Selected passage START

Members of the state House Tax Committee had some sharp words Wednesday for Mayo Clinic.
The criticism came in a committee hearing a day after Mayo's CEO suggested that Mayo Clinic would expand elsewhere if Rochester does not receive a half-billion dollar subsidy from the state.
On Tuesday, Mayo Clinic CEO John Noseworthy delivered a speech at the National Press Club in Washington D.C., during which he said that other states would be eager for Mayo to expand there if Minnesota does not provide a taxpayer subsidy.
This isn't the first time the veiled threat was made but the timing of it frustrated some members of the House Tax Committee. DFL Rep. John Lesch of St. Paul said he was "thoroughly disgusted" by the comments.
"I know it's hard to come in here and you can't say this about your CEO. But I'll say it, it was a dumb thing to say. It was dumb, dumb, dumb," Lesch said. "This is not our first rodeo. We've had to weigh these kinds of considerations in the past and we look at it critically. These are taxpayer dollars."
"It was a dumb thing to say. It was dumb, dumb, dumb."
Lesch said the tax committee's job is to thoroughly vet each and every request for a subsidy.
Mayo Clinic's Bradly Narr worked to downplay his boss's comments. He said Mayo Clinic is not looking to leave Rochester, but is trying to determine where to expand. He said he is focused on winning support from the Legislature and is not in the business of making threats.

Selected passage END

| Study questions |
1) Reproduce the part of the Mayo Clinic article from "Members of the state" to "a taxpayer subsidy.".
2) Answer these questions from the Mayo Clinic article:
(a) Where did John Noseworthy deliver his speech on Tuesday?
(b) What size of state subsidy is Rochester seeking?
(c) According to Lesch, what is the tax committee's job?

Raw data START

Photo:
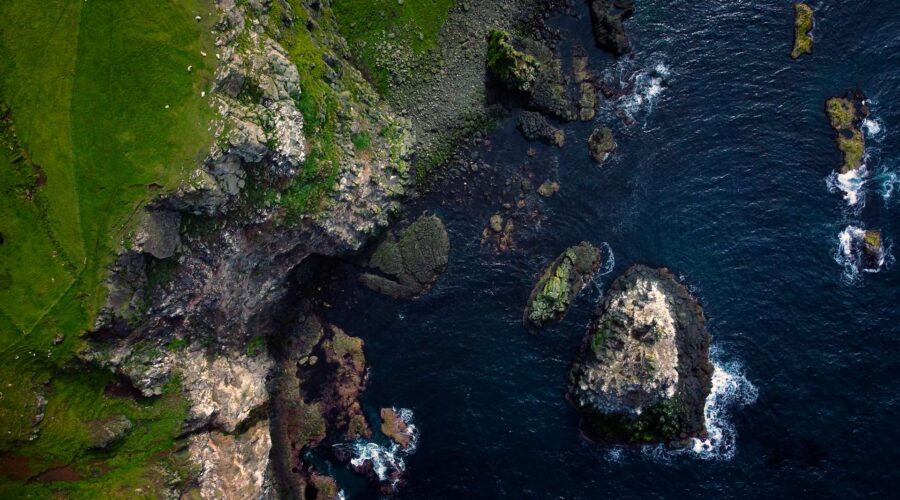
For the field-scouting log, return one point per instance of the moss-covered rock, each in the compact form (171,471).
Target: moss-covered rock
(643,372)
(410,265)
(609,32)
(512,67)
(560,283)
(601,144)
(845,115)
(803,24)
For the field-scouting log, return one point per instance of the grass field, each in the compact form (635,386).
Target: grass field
(99,110)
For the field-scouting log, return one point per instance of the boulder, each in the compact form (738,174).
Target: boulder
(607,18)
(560,283)
(803,24)
(845,115)
(643,373)
(601,144)
(410,265)
(534,126)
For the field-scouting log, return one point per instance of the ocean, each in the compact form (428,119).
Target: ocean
(725,175)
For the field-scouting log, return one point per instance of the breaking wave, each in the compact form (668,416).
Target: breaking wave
(852,258)
(730,389)
(387,461)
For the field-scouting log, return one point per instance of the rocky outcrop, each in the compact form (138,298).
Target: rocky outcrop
(845,115)
(601,144)
(607,17)
(395,427)
(643,371)
(803,24)
(411,264)
(233,466)
(531,70)
(560,283)
(535,127)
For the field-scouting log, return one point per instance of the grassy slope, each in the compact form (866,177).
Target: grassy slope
(414,24)
(87,84)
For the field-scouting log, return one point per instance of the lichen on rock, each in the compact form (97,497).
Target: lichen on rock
(643,371)
(803,25)
(410,265)
(845,115)
(560,283)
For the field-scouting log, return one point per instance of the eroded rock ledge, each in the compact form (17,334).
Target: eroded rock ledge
(643,373)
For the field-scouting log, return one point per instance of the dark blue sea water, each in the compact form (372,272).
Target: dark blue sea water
(723,179)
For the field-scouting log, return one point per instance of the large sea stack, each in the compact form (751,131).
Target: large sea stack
(643,373)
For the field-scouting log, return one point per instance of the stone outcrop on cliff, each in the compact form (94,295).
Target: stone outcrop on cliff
(408,266)
(607,17)
(560,283)
(643,371)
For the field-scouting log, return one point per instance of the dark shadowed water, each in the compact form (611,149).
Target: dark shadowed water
(723,178)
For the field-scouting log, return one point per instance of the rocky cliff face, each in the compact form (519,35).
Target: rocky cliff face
(229,264)
(643,371)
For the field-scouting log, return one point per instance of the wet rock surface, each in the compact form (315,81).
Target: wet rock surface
(643,372)
(535,127)
(607,17)
(601,144)
(560,283)
(411,263)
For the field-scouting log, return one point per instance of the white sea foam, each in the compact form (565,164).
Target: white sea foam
(386,459)
(850,183)
(850,257)
(730,389)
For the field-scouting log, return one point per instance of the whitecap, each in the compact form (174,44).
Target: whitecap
(851,184)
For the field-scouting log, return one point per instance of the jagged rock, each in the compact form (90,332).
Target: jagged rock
(105,432)
(560,283)
(548,188)
(233,466)
(601,144)
(412,264)
(607,18)
(157,233)
(845,115)
(534,126)
(803,24)
(587,91)
(394,427)
(643,371)
(224,390)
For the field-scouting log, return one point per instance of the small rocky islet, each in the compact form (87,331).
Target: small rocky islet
(559,284)
(642,374)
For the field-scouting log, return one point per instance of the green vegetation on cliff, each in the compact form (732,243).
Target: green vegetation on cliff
(381,31)
(100,110)
(803,24)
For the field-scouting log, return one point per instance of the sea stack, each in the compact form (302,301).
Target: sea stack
(560,283)
(845,115)
(643,373)
(803,24)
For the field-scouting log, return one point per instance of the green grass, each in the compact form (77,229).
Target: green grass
(101,102)
(803,24)
(369,25)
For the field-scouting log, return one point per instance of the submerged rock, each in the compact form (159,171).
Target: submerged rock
(643,371)
(609,31)
(845,115)
(534,126)
(803,24)
(601,144)
(412,264)
(560,283)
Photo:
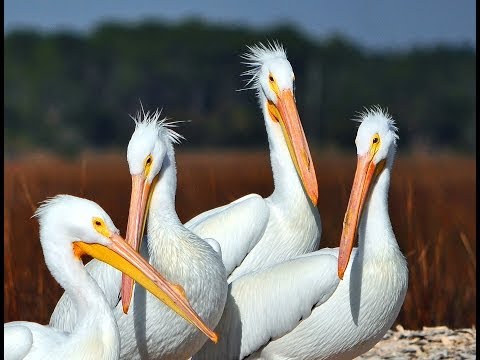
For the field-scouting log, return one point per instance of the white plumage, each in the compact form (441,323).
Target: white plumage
(267,312)
(254,232)
(70,227)
(150,330)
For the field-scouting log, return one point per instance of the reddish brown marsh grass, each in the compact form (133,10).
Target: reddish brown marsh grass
(432,207)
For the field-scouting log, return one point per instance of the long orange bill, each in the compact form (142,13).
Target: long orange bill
(135,227)
(297,143)
(120,255)
(361,184)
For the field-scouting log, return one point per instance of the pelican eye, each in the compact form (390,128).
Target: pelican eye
(375,143)
(147,164)
(100,227)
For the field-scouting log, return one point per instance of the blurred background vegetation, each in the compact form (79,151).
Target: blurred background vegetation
(65,91)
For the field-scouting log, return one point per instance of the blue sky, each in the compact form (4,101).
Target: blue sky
(376,24)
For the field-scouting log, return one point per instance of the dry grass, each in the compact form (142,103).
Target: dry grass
(432,206)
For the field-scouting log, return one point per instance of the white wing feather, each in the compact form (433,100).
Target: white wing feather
(269,303)
(247,218)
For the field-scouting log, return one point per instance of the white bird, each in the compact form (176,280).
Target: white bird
(69,228)
(150,330)
(267,315)
(254,232)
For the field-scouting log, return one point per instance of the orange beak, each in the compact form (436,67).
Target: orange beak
(365,173)
(121,256)
(285,112)
(135,228)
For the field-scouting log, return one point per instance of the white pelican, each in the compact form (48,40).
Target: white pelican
(150,329)
(254,232)
(267,315)
(69,228)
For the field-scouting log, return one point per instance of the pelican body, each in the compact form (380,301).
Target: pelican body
(69,228)
(328,318)
(151,330)
(254,232)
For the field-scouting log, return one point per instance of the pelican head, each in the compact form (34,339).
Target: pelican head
(376,143)
(146,153)
(86,228)
(272,76)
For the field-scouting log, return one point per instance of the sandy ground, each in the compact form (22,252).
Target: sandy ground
(429,343)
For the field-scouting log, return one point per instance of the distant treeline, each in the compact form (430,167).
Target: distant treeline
(66,91)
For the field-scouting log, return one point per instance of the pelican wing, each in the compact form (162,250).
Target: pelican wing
(267,304)
(64,316)
(17,339)
(23,338)
(237,227)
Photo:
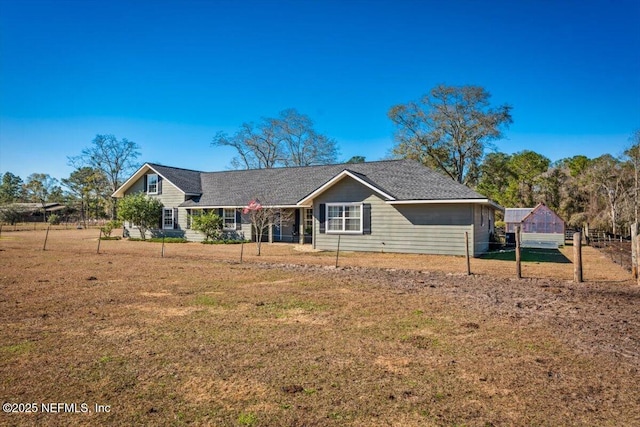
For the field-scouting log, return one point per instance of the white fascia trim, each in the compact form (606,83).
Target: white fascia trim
(445,201)
(307,200)
(241,207)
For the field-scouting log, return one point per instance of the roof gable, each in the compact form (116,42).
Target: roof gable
(185,180)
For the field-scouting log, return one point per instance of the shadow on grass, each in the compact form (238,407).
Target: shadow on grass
(529,255)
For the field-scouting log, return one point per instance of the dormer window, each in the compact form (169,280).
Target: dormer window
(152,183)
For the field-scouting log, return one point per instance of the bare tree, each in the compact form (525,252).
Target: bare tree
(263,217)
(116,159)
(302,145)
(449,129)
(632,155)
(288,140)
(40,188)
(608,177)
(257,147)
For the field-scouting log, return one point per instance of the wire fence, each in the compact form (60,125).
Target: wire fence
(337,253)
(617,248)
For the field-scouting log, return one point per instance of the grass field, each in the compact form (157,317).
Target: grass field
(286,339)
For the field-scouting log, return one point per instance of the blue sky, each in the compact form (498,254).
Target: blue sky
(170,74)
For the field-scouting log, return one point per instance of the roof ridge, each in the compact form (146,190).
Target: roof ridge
(173,167)
(309,166)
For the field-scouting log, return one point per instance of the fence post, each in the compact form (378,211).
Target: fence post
(46,236)
(466,247)
(577,258)
(637,244)
(518,265)
(162,252)
(634,252)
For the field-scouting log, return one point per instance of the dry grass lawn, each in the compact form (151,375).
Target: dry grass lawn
(286,339)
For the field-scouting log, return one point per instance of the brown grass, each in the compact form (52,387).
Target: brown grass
(286,339)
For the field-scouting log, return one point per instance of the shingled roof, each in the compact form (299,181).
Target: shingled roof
(402,180)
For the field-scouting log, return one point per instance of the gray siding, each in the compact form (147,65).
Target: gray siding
(420,228)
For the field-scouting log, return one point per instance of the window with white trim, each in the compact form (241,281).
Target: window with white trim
(344,218)
(229,219)
(152,183)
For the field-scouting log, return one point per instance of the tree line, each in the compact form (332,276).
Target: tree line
(451,129)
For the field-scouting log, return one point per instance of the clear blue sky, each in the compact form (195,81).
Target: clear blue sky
(170,74)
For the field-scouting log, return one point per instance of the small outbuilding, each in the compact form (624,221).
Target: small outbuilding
(540,227)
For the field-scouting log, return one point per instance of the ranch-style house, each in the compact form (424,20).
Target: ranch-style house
(385,206)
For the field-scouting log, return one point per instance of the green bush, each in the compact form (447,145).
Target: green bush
(54,219)
(208,223)
(109,227)
(224,242)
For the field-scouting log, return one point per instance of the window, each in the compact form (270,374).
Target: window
(344,218)
(191,213)
(167,218)
(152,183)
(229,219)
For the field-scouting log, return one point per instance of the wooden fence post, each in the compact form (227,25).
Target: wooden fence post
(634,252)
(46,236)
(162,252)
(577,257)
(637,244)
(466,247)
(518,264)
(99,240)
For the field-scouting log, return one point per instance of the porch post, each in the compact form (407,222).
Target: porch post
(301,226)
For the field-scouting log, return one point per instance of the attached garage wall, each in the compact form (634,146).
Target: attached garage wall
(420,228)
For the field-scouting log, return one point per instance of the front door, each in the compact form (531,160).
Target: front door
(167,219)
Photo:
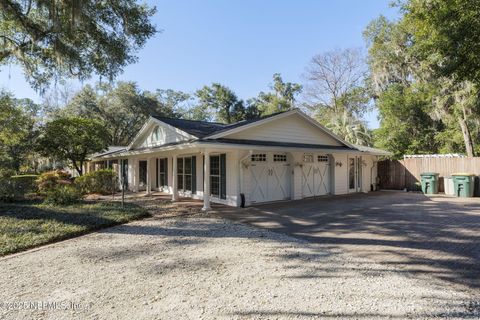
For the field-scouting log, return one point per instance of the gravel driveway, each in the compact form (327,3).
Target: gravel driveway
(208,268)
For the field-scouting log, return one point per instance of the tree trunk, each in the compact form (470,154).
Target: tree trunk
(467,138)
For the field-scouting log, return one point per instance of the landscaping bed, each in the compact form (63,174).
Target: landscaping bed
(28,224)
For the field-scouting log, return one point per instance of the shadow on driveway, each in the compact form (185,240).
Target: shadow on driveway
(436,236)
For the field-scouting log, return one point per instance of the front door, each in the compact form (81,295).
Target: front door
(142,175)
(354,173)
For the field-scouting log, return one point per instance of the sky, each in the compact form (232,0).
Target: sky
(238,43)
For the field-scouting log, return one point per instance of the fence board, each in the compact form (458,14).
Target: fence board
(401,174)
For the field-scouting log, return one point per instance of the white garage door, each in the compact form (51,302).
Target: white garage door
(315,175)
(270,177)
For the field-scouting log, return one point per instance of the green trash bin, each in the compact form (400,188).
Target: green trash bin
(463,184)
(429,182)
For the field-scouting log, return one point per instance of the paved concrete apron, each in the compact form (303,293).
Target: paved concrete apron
(435,237)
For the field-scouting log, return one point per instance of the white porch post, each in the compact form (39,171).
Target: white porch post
(206,182)
(174,180)
(149,178)
(136,182)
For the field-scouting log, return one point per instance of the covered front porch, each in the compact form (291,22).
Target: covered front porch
(177,174)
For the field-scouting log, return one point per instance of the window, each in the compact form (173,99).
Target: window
(218,176)
(186,174)
(308,158)
(162,178)
(259,157)
(215,176)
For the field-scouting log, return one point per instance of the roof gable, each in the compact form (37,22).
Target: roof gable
(155,133)
(291,127)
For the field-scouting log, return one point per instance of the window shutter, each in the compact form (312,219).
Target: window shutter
(194,174)
(223,177)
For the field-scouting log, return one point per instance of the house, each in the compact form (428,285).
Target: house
(283,156)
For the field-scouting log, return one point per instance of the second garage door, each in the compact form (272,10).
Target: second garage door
(315,175)
(270,176)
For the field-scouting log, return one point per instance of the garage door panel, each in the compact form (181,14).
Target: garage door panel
(270,180)
(259,183)
(316,178)
(279,182)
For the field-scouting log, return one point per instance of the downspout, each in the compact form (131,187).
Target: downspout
(250,152)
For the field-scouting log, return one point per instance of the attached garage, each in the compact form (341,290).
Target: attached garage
(316,175)
(283,156)
(270,177)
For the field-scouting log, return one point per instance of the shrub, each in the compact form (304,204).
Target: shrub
(15,187)
(25,183)
(7,190)
(50,180)
(101,181)
(63,195)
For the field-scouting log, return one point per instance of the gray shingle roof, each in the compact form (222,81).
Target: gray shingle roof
(201,129)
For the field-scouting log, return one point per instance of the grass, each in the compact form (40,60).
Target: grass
(28,224)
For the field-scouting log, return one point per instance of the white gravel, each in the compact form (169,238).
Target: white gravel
(207,268)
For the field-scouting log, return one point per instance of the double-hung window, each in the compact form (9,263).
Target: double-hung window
(218,179)
(186,174)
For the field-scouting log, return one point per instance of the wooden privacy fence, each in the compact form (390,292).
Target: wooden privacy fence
(401,174)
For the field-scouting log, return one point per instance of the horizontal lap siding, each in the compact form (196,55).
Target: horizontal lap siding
(290,129)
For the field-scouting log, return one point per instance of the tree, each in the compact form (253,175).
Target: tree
(397,57)
(55,39)
(406,126)
(72,139)
(281,99)
(17,131)
(332,80)
(122,108)
(447,33)
(350,129)
(223,101)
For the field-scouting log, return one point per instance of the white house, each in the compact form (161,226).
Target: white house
(283,156)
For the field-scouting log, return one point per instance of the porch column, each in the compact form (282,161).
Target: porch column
(174,179)
(149,179)
(206,181)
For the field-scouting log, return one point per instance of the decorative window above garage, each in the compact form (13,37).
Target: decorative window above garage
(308,158)
(258,157)
(322,159)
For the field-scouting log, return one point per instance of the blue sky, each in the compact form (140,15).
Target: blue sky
(239,43)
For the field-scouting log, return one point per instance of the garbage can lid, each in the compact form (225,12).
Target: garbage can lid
(429,174)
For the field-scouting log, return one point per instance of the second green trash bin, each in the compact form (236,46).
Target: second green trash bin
(429,182)
(463,184)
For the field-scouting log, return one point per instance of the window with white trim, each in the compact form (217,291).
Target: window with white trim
(308,158)
(258,157)
(322,159)
(215,176)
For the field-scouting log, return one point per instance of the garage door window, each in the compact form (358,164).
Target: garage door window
(259,157)
(308,158)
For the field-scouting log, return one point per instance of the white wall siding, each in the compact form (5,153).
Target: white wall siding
(288,129)
(158,134)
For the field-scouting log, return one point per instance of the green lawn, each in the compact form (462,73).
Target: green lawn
(29,224)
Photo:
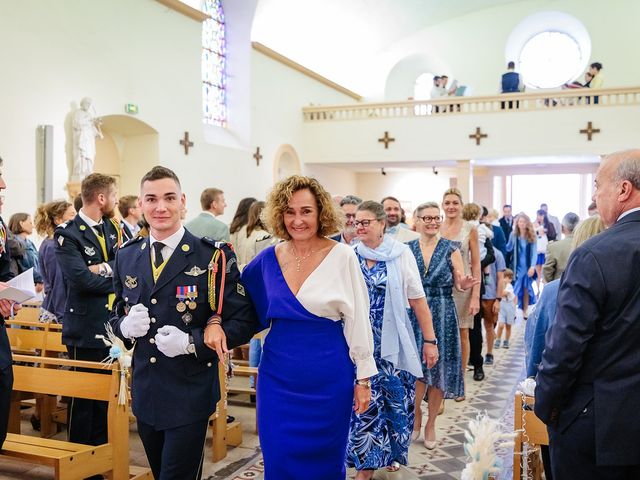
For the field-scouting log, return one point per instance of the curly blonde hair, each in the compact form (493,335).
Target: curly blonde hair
(329,218)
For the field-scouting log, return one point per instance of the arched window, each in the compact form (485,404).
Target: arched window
(214,81)
(550,59)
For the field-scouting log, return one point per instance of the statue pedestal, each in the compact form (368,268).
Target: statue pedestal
(73,188)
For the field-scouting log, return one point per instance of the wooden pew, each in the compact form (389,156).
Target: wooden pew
(73,461)
(529,430)
(29,336)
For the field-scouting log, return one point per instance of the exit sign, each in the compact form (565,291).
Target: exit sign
(131,108)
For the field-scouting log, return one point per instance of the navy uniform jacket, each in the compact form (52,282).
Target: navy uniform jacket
(171,392)
(87,304)
(5,274)
(591,352)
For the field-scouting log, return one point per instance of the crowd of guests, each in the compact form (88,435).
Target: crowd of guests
(368,313)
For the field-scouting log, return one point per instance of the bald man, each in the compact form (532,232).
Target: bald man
(588,383)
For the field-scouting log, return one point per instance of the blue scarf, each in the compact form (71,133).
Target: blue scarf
(398,343)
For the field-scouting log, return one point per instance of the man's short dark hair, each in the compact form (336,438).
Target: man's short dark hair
(208,196)
(158,173)
(350,200)
(389,198)
(95,184)
(125,203)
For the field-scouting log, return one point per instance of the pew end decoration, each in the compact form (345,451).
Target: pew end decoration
(483,437)
(118,352)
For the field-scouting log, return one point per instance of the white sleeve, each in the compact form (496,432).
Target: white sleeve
(412,282)
(357,326)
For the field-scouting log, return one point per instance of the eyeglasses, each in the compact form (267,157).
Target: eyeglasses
(429,219)
(363,223)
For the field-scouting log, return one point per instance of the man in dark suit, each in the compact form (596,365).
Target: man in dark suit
(174,292)
(349,205)
(506,224)
(85,250)
(588,383)
(6,370)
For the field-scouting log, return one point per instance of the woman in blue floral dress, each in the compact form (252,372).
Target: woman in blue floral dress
(380,436)
(440,265)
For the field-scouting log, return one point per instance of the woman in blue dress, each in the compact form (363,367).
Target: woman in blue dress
(441,268)
(310,291)
(522,242)
(380,436)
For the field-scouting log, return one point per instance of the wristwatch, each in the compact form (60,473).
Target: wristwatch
(191,347)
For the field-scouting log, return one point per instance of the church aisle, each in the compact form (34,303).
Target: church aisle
(494,394)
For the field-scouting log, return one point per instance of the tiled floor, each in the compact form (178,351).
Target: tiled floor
(493,395)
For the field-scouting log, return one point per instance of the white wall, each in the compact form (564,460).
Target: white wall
(140,52)
(471,48)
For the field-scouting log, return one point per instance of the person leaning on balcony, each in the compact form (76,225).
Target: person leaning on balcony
(511,83)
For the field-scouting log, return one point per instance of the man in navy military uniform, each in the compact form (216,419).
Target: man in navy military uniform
(6,370)
(173,289)
(85,250)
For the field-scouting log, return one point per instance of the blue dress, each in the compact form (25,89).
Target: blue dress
(437,280)
(382,434)
(524,257)
(306,381)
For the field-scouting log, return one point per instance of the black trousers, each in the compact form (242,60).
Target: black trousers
(6,385)
(87,419)
(573,452)
(175,453)
(475,342)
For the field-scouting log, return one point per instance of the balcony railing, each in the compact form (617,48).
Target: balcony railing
(510,102)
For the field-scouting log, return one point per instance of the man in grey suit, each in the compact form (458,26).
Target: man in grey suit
(206,224)
(588,386)
(558,252)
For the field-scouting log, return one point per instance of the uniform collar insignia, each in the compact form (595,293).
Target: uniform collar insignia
(195,271)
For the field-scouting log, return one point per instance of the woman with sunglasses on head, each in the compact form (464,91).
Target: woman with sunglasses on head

Raw data END

| List of answers |
1)
Members of the state House Tax Committee had some sharp words Wednesday for Mayo Clinic.
The criticism came in a committee hearing a day after Mayo's CEO suggested that Mayo Clinic would expand elsewhere if Rochester does not receive a half-billion dollar subsidy from the state.
On Tuesday, Mayo Clinic CEO John Noseworthy delivered a speech at the National Press Club in Washington D.C., during which he said that other states would be eager for Mayo to expand there if Minnesota does not provide a taxpayer subsidy.

2)
(a) At the National Press Club in Washington D.C.
(b) A half-billion dollar subsidy.
(c) To thoroughly vet each and every request for a subsidy.